SET EXERCISE —
Render the entries as a two-column CSV with the header command,result, one row per entry, placing each entry's text under command and its answer under result. Enclose every field in double quotes and replace line breaks with spaces. Include only the stretch from the line containing "--target=gravel path --return=outline" through the end of the entries.

DATA TO PROCESS —

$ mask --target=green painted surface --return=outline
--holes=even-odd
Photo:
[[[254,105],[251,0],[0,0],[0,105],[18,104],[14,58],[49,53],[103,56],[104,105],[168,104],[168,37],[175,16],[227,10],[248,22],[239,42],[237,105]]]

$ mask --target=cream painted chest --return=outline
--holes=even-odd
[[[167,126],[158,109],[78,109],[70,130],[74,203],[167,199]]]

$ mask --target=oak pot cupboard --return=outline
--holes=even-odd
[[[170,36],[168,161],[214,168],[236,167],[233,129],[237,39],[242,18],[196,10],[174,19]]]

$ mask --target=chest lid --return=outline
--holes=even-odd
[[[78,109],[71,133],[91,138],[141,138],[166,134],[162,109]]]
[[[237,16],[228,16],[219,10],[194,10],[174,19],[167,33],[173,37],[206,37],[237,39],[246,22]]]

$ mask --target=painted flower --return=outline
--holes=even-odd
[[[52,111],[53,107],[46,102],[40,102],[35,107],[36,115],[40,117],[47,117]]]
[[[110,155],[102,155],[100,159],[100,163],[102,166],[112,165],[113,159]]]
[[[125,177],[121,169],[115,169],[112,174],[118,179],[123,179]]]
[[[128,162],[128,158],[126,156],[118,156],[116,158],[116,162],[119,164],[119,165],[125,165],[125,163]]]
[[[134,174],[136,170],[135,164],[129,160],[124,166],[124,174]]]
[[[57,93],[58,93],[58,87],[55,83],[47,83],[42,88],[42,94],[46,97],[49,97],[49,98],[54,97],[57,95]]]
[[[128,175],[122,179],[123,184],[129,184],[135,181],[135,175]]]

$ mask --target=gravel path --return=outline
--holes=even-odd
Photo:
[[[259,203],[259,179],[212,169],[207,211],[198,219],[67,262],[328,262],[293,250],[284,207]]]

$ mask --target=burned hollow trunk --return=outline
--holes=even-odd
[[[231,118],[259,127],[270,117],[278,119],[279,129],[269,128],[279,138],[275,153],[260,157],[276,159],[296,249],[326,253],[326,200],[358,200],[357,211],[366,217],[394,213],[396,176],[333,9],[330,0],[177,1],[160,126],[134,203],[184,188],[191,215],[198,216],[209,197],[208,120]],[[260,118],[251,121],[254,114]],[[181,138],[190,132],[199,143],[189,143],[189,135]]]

THE OUTPUT —
command,result
"$ mask --target=gravel path --return=outline --holes=even-odd Photo:","[[[259,203],[259,179],[212,169],[207,211],[198,219],[67,262],[328,262],[293,250],[284,207]]]"
"$ mask --target=burned hollow trunk --return=outline --holes=even-odd","[[[231,118],[259,127],[270,117],[278,119],[279,129],[269,128],[279,138],[275,153],[260,157],[276,159],[296,249],[326,253],[326,200],[358,200],[357,211],[366,217],[394,213],[396,176],[333,9],[330,0],[177,1],[160,126],[134,203],[184,188],[191,215],[198,216],[209,197],[208,120]],[[260,118],[251,121],[254,114]],[[181,138],[190,132],[199,143],[189,143],[189,135]]]"